— Kutipan Teks —
Kanjeng Nabi Muhammad Saw junjungan kami panutan kami teladan kami menuturkan peta: “Ya Rasulullah! Siapakah yang paling berat ujiannya? Beliau menjawab, Para Nabi kemudian orang-orang yang semisalnya, kemudian orang yang semisalnya. Seseorang akan diuji sesuai kadar (kekuatan) agamanya. Jika agamanya kuat, maka ujiannya akan bertambah berat. Jika agamanya lemah maka akan diuji sesuai kadar kekuatan agamanya.”
“Jadi, ya Allah, apakah kami harus memperlemah kadar atau kualitas keagamaan kami, agar ujian dari-Mu menjadi lebih ringan dan tidak seberat ini?”
Dan Engkau menjawab: “Dan sungguh akan Kami berikan cobaan kepadamu, dengan sedikit ketakutan, kelaparan, kekurangan harta, jiwa dan buah-buahan. Dan berikanlah berita gembira kepada orang-orang yang sabar.” (Al-Baqarah).
Sedikit ketakutan, kelaparan dan kekurangan harta. Ya sih. Trauma Corona ini sama sekali tidak semenakutkan badai es di zaman Nabi Hud, gempa total di untuk masyarakat Luth atau banjir bandang sepertiga bumi seperti yang menimpa ummatnya Nabi Nuh. Sekarang ini masih bisa shalat dengan tenang, bahkan lebih khusyu’. Masih bisa bercengkerama guyon-guyon dengan istri, suami dan anak-anak. Masih bisa rembug keluarga setiap hari.
Masyarakat masih bisa bernapas lapang panjang, hati tenang dan pikiran lebih tertata. Malah sekarang ini peluang yang luar biasa untuk membenahi batin, menata hati, menjernihkan pikiran. Pantas jargonnya Maiyah adalah “Menata Hati, Menjernihkan Pikiran”. Jangan-jangan pedoman itu yang menyebabkan virus Corona datang untuk rekonfirmasi keteguhan hati dan jernihnya pikiran kita semua.

— Ketentuan Tugas —
a) Ringkaslah paragraf kutipan teks yang diawali "Sedikit ketakutan, kelaparan dan kekurangan harta" dalam bentuk daftar, dengan tetap memuat fakta pokoknya.
b) Sebutkan semua bentuk cobaan yang disebut dalam ayat Al-Baqarah pada kutipan teks.
c) Teruskan kutipan teks tentang ujian di masa Corona, mulai setelah kalimat terakhirnya.

— Data yang Disediakan —
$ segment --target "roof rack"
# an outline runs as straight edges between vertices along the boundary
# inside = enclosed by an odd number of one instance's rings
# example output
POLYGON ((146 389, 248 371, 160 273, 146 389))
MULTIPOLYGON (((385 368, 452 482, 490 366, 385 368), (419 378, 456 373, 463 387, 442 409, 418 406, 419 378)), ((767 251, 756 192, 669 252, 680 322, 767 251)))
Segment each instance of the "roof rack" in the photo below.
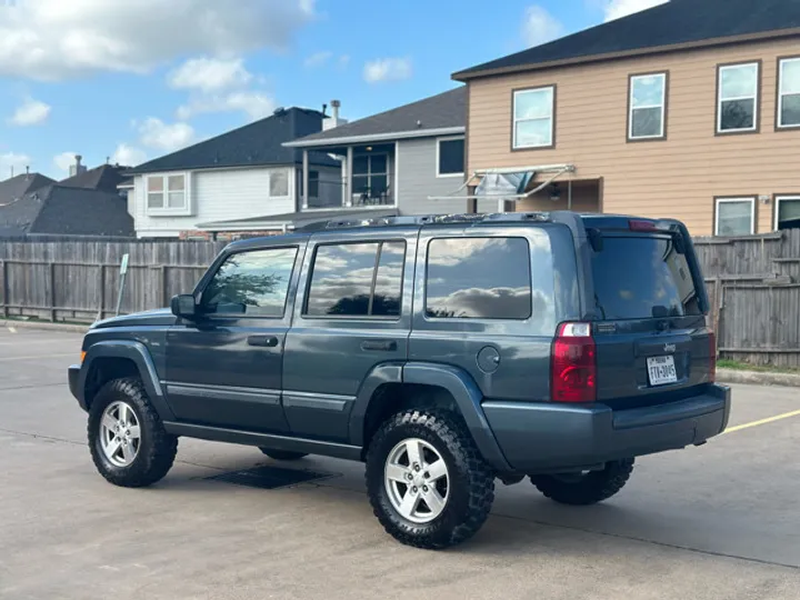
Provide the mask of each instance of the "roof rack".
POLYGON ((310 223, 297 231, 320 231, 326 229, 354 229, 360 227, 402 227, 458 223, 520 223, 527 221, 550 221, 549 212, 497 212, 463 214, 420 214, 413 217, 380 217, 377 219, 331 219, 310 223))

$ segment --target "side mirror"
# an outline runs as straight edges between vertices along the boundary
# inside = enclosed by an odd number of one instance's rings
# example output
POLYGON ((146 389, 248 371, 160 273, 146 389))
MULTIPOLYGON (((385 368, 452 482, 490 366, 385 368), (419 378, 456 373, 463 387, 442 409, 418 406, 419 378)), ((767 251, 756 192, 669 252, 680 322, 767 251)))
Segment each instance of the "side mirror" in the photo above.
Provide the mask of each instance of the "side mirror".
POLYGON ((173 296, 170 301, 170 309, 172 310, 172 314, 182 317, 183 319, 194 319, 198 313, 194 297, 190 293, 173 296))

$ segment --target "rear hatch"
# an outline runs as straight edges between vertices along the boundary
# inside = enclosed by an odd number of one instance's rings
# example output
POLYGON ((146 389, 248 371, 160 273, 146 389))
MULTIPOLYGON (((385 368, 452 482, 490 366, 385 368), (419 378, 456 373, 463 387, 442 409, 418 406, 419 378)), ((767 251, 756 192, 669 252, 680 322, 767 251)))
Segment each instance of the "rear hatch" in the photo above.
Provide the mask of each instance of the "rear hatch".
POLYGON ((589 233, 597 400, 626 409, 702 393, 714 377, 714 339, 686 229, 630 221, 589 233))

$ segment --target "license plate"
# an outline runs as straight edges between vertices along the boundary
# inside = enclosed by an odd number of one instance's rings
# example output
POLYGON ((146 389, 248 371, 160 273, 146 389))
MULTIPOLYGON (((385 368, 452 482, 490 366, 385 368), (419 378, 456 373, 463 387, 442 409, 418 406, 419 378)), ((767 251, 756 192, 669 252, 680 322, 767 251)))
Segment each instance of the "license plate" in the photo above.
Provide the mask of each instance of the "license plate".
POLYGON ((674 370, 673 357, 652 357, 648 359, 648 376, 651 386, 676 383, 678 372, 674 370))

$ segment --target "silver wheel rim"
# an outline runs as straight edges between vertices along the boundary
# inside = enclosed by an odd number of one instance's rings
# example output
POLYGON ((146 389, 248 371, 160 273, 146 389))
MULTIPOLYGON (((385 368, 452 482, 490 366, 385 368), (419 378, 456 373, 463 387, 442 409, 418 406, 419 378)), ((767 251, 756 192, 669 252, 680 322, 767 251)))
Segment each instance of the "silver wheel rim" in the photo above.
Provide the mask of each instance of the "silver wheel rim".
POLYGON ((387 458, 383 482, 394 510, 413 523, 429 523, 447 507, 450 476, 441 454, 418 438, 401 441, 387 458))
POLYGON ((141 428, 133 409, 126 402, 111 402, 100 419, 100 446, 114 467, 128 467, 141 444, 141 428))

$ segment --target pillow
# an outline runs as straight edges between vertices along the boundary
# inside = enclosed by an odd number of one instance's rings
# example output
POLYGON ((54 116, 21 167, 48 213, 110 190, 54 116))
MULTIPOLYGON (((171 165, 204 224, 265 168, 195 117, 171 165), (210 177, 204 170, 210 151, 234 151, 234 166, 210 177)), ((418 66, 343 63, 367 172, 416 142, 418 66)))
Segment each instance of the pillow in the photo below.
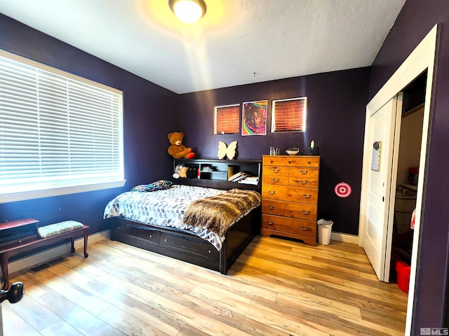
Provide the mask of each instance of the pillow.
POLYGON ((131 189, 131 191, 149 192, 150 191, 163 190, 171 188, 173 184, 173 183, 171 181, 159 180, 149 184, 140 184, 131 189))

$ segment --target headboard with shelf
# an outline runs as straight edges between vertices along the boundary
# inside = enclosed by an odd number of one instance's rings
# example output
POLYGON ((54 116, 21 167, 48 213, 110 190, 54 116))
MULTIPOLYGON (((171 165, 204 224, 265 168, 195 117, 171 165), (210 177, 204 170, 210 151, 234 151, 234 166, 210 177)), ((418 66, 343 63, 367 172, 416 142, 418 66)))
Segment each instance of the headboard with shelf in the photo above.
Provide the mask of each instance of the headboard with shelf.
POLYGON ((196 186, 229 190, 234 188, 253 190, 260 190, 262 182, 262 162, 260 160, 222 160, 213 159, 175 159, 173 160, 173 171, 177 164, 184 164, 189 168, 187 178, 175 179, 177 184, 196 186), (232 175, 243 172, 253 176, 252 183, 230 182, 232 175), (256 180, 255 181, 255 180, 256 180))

— Jawaban Tiap Butir —
a)
- Trauma Corona jauh tidak semenakutkan azab umat terdahulu:
  - badai es di zaman Nabi Hud,
  - gempa total bagi masyarakat Luth,
  - banjir bandang sepertiga bumi yang menimpa umat Nabi Nuh.
- Kini orang masih bisa shalat dengan tenang, bahkan lebih khusyu'.
- Orang masih bisa bercengkerama dan bercanda dengan istri, suami, dan anak-anak.
- Keluarga masih bisa berembuk setiap hari.

b)
1. Sedikit ketakutan
2. Kelaparan
3. Kekurangan harta
4. Kekurangan jiwa
5. Kekurangan buah-buahan

c)
Tidak bisa ke Mal, tapi kan tidak ada satu saja dari 25 Rasul yang pernah ke Mal. Tidak bisa ke warung atau restoran. Tapi Nabi siapa yang dulu hobinya “marung” atau “andok jagongan di warung”. Tidak bisa pengajian akbar, Maiyahan massal. Tetapi kan juga tidak ada Nabi Rasul siapapun yang Sinau Bareng massal, pakai workshop-workshop dll. seperti Maiyahan selama ini.
Mungkin besok atau lusa mulai berlaku stratifikasi kaya-miskin yang populer dalam Sosiologi Indonesia. Sekarang sudah tidak bisa “makan di mana”, tapi masih bisa “makan apa”, meskipun lewat GoFood atau perangkat online lainnya. Kemudian kalau Corona tidak pamit-pamit juga, masyarakat akan tiba pada level “apa makan.” Hari ini masih ada celengan untuk beli makan. Tapi kalau besok tidak ada makanan yang bisa dibeli gimana?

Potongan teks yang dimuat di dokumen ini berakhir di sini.